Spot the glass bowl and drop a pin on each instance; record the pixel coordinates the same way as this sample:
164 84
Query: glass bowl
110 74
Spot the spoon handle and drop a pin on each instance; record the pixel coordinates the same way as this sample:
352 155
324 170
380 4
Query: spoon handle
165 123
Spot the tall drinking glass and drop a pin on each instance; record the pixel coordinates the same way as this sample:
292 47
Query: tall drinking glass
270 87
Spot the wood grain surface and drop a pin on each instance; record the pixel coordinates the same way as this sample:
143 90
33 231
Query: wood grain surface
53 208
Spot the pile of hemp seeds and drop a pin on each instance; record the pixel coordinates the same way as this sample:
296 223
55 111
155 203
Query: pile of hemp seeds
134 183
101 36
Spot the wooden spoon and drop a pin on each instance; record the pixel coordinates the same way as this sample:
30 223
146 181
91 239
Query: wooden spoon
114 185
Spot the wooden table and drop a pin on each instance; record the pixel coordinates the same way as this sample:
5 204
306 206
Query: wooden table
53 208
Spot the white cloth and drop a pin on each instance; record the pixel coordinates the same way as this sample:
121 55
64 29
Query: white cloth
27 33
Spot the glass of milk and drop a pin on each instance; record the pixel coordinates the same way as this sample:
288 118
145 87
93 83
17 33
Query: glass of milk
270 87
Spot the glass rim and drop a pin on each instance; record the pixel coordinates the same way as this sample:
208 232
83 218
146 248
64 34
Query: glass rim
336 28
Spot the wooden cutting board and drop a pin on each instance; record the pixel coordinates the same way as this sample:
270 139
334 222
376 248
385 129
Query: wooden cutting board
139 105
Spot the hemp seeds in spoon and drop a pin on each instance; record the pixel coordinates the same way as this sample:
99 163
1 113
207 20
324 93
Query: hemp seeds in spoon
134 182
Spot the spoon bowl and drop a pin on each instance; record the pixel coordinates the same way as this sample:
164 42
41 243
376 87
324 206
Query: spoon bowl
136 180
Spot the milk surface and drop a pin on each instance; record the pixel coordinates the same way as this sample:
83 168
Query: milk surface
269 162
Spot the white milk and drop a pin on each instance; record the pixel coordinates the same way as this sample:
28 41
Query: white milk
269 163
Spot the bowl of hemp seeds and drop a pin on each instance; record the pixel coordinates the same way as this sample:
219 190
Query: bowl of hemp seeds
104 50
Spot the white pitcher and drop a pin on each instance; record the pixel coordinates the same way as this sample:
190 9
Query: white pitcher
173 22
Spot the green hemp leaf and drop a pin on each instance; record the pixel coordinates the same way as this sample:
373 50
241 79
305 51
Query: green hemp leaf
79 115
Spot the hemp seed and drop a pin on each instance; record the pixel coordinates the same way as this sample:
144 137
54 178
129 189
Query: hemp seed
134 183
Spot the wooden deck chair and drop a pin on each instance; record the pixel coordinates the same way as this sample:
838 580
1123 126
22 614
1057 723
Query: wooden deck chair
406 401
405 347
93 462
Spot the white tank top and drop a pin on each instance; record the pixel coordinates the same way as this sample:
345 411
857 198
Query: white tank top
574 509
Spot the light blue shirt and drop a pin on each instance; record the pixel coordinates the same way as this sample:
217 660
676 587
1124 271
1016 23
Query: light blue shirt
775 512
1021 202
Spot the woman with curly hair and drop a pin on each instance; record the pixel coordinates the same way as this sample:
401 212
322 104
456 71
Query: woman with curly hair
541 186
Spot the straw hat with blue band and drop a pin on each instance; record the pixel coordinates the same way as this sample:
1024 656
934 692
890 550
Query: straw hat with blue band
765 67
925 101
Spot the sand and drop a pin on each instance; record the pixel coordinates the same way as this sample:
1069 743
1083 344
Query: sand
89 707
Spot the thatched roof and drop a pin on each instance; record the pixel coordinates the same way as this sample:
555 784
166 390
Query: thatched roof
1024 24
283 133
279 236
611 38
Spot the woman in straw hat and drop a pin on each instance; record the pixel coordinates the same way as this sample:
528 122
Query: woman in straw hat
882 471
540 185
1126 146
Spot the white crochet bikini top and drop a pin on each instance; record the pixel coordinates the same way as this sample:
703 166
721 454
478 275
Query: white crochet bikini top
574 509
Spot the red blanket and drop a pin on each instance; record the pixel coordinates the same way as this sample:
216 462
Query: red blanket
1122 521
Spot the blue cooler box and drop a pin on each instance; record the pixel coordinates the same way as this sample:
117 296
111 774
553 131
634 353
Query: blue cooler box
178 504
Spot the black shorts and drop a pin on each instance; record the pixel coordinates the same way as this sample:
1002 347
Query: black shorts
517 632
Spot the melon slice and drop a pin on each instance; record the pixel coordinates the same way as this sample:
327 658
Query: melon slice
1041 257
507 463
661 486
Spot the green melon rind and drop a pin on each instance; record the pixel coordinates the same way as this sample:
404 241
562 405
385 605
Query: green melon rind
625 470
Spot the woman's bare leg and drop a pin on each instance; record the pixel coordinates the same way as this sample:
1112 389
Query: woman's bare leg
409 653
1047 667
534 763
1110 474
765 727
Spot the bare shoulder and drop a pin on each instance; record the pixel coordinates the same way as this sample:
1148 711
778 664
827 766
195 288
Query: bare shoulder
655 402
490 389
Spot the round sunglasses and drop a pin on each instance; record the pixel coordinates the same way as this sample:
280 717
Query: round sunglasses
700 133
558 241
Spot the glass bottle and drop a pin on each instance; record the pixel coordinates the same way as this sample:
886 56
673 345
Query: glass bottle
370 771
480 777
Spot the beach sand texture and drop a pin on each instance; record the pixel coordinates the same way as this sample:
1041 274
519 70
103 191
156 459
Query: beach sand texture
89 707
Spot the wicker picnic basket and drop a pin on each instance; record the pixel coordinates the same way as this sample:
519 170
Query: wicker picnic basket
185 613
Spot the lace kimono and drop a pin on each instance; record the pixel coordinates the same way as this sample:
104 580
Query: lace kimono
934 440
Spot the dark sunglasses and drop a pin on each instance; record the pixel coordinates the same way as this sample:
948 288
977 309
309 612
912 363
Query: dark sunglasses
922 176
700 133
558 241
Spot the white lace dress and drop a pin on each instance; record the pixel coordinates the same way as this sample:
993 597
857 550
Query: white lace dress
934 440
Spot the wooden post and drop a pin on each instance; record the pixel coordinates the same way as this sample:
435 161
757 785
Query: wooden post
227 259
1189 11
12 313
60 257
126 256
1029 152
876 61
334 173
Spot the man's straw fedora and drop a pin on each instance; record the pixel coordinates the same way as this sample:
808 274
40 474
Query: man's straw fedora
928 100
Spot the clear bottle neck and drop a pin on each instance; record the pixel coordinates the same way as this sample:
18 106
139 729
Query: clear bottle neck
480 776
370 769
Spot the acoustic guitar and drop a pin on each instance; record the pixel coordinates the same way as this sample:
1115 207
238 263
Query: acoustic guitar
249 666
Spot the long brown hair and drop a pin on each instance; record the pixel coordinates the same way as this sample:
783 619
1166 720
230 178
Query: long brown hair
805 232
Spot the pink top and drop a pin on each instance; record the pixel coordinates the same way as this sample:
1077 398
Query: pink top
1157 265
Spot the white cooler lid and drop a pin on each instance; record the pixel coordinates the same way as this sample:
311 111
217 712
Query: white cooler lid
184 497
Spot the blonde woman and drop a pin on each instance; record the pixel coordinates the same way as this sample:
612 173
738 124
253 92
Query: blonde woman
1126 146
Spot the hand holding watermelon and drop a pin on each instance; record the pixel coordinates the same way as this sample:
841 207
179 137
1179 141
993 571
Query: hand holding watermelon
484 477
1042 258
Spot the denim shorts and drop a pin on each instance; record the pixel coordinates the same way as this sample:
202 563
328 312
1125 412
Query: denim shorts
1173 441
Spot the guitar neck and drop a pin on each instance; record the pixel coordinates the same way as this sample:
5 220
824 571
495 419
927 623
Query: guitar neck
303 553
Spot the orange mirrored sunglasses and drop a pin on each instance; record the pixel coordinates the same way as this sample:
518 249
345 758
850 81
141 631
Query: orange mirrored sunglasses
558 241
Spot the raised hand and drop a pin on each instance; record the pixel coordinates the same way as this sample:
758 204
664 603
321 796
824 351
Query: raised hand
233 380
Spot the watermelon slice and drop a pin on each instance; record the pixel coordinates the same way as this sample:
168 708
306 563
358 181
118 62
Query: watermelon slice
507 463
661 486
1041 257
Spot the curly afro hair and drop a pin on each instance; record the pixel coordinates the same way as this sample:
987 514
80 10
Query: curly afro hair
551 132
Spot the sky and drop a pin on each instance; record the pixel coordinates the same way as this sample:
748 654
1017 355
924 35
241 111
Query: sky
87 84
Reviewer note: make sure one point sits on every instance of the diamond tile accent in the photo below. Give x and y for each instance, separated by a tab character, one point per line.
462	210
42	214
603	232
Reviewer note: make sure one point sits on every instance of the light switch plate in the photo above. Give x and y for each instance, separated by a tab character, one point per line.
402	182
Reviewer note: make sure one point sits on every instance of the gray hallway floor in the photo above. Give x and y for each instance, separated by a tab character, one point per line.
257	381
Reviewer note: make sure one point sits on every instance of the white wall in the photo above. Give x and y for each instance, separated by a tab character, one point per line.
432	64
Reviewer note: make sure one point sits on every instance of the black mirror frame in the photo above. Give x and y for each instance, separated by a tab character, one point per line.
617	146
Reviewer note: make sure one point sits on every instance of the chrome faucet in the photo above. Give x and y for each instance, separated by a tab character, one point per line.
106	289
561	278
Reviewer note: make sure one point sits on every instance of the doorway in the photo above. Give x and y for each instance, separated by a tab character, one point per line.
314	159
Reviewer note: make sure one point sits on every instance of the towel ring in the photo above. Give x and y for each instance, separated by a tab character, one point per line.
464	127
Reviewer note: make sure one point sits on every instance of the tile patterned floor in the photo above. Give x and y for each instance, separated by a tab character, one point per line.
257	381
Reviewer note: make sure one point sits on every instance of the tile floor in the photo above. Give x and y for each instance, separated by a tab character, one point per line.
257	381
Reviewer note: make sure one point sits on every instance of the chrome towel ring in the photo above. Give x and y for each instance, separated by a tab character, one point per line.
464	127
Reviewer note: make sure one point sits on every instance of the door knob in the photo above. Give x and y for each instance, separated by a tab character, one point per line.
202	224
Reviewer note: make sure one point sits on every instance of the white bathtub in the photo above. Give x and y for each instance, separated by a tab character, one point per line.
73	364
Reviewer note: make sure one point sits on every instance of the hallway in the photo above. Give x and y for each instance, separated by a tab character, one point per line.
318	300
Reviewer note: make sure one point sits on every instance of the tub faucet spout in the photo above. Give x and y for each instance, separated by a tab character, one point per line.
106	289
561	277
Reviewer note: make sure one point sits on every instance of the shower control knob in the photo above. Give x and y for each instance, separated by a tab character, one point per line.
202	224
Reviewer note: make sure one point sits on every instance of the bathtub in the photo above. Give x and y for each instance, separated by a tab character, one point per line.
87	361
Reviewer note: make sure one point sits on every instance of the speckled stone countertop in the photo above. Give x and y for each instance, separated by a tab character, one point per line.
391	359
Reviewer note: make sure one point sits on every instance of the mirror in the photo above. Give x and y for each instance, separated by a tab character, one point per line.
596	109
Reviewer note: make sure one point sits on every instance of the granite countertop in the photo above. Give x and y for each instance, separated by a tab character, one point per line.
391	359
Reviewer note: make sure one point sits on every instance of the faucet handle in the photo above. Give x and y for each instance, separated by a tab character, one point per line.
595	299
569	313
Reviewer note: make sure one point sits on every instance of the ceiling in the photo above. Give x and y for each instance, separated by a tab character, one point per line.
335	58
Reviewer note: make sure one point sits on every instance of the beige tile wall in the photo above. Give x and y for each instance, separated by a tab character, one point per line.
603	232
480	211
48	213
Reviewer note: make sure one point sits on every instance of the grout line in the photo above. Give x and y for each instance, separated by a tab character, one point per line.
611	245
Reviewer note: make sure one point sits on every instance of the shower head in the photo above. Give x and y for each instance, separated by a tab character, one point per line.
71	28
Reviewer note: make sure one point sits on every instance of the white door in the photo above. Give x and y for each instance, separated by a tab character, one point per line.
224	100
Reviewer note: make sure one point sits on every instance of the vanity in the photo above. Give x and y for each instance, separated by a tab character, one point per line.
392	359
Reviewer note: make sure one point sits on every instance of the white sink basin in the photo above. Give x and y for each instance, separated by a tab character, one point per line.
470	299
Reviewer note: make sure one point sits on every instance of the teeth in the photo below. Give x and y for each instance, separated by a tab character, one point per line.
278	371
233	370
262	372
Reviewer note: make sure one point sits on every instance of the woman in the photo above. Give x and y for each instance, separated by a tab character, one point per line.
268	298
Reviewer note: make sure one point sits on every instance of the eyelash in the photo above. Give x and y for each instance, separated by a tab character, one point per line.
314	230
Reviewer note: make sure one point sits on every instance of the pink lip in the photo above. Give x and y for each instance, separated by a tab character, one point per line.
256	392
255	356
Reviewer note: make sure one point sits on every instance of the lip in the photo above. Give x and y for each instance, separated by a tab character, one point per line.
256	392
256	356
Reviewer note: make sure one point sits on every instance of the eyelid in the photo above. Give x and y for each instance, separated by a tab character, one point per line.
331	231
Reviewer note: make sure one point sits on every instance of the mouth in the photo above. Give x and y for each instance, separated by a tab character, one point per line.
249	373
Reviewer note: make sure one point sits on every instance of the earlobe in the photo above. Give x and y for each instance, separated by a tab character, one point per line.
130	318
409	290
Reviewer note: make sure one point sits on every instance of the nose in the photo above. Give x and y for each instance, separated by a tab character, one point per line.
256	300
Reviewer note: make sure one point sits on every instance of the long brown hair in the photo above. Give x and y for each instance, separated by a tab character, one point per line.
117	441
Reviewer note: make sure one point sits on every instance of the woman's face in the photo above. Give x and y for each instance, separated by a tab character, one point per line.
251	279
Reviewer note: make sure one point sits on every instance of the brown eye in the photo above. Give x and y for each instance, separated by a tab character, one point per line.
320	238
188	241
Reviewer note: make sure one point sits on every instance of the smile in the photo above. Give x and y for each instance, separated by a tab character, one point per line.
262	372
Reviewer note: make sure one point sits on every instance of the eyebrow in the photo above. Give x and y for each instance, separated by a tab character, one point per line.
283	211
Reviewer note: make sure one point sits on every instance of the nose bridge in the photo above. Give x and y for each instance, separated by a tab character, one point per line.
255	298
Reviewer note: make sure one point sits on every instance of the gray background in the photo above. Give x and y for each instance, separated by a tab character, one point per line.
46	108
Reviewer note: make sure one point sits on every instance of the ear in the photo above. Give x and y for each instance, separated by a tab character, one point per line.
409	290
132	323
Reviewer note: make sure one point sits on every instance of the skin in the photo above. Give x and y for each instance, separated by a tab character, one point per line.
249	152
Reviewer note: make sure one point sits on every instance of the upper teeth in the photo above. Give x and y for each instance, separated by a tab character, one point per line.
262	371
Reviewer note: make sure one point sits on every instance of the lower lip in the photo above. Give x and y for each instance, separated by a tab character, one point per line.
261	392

——

● Given instruction
Transcribe, word for word, every line from the one containing "of the woman's" through the final line of the entries, and nothing else.

● Complete answer
Reviewer note: make sure one point sits on every instance of the woman's face in the photo above. Give x and y for each instance, separated by a tab character, one point per line.
251	279
Reviewer note: make sure one point sits on every instance of the brown eye in the photo above. Give x and y for each instance, separated by a tab character, one point per line.
320	238
188	241
Reviewer note: make sure one point sits on every instance of the smile in the photo above. Give x and y for each instance, separated by a tab character, one point per line.
262	372
Reviewer note: make sure one point sits on every instance of the eyebrow in the photo above. Give x and y for each instance, separated by a tab character, one point per line.
283	211
Reviewer note: make sure one point sits on every instance of the nose bridge in the photo above. Give x and y for each instance, separated by a tab character, one point per line.
255	298
Reviewer note: make sure one point sits on every instance of the gray background in the photo above. Give x and y for each instance, separated by a tab character, one point per line.
46	108
Reviewer note: make sure one point sits on every instance of the ear in the photo above. Give x and y for each instance, separated by a tab character, one point per line.
409	290
132	323
Reviewer note: make sure one point sits on every instance of the skin in the photo above. Give x and y for each instance, separated by a tab character, one point per line.
249	152
Reviewer note: make sure one point sits on every instance of the upper teeth in the photo above. Give x and y for each instance, separated by a tab character, one point per line.
262	371
Reviewer note: make sure one point sits on every instance of the lower lip in the photo above. Give x and y for each instance, separated by a tab character, one point per line.
261	392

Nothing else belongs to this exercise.